— Task description —
Write the next part of the personal essay about acting in film projects while grieving a close friend, starting right after its final sentence.

Over the past few months I have been dealing with the untimely passing of a close friend. He had been diagnosed with stage 4 pancreatic cancer, so although he tried to fight it with chemotherapy for a while, it was pretty much a done deal. All we could do over the next several weeks was make sure he was comfortable and know that he was loved. I believe we accomplished both of those.
But even while this was going on, I felt the best way to honor him was to keep doing what I do. For the DC 48-hour Film Project I played a guy in a dark comedy about using an event planner to help with his suicide. Yeah, I know. I made a point not to share it with any of my friends who were also close to him, but I did tell him, and he had a good laugh at the coincidence.
I got news of my friend’s passing the night before my shoot for the Baltimore 48HFP, and, oh boy, we drew Comedy. But I needed to soldier through and do it like a professional, both for his memory and for myself. Yes, I wept a lot while driving in my car to the location, but once I got there, I dried my eyes and focused on work. I wasn’t being strong, or brave – I just had to. I got through the day wearing a lampshade that had been made into a painful hat, and we made the comedy we’d intended.

— Raw data —
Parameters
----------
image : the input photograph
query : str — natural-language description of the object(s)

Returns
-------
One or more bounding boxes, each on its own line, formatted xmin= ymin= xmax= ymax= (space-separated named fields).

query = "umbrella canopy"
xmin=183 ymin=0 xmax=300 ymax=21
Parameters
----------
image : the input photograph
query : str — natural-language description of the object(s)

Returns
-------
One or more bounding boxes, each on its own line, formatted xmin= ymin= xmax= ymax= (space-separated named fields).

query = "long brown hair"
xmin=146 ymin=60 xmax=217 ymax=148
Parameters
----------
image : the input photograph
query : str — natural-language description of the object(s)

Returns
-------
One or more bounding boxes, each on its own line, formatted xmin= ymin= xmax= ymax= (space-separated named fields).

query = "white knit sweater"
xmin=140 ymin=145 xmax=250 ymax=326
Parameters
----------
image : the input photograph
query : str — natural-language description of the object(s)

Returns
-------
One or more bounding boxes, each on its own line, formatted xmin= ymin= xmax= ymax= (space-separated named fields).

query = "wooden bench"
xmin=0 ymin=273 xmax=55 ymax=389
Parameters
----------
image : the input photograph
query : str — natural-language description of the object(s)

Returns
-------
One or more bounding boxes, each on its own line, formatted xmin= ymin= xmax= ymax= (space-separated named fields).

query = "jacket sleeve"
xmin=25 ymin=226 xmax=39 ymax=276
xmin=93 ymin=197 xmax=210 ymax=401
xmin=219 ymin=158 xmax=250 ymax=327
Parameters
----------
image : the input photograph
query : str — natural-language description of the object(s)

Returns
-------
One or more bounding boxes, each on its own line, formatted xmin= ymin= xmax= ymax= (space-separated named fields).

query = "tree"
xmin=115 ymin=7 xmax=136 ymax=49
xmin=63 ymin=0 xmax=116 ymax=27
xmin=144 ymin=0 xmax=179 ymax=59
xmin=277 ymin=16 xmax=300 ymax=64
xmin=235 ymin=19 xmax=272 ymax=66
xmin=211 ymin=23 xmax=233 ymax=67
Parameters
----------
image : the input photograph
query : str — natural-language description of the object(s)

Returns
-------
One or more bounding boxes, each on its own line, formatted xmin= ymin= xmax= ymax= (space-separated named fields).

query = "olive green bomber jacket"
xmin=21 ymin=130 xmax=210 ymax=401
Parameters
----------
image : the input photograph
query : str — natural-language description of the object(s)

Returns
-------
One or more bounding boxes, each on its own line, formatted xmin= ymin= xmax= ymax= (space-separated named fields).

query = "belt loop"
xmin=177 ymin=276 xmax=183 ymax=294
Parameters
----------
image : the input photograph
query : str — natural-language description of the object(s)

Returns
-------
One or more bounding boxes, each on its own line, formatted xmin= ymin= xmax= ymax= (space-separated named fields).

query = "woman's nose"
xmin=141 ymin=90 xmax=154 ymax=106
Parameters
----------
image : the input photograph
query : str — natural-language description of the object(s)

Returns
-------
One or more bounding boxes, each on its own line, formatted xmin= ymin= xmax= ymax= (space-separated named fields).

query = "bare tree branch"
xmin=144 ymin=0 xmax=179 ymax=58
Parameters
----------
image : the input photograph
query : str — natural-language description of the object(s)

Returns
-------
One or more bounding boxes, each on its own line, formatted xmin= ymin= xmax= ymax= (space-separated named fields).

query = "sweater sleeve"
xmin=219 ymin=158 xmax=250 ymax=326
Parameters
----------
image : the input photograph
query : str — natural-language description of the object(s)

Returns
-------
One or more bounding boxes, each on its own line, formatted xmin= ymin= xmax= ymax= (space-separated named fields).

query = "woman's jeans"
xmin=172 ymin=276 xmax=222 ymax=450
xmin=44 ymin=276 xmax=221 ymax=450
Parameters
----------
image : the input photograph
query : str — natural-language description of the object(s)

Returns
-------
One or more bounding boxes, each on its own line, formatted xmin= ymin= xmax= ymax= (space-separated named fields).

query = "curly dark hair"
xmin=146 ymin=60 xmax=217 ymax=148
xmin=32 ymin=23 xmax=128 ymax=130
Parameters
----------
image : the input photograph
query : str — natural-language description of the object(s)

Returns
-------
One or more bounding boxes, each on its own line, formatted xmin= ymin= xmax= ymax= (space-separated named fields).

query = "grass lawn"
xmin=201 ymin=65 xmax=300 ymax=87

— Exercise answer —
In the weeks since then, I often think of my friend and that day. And I keep plugging away at this acting career I’ve decided upon. I miss him terribly, but I am doing the best I can to (I hope) honor him. It would be presumptuous to say something like, “he would have wanted me to do this,” because he never specifically said that. But I know he thought I was funny, and he did know that I am doing what I want to do, and I’m pretty sure he’d be okay with that.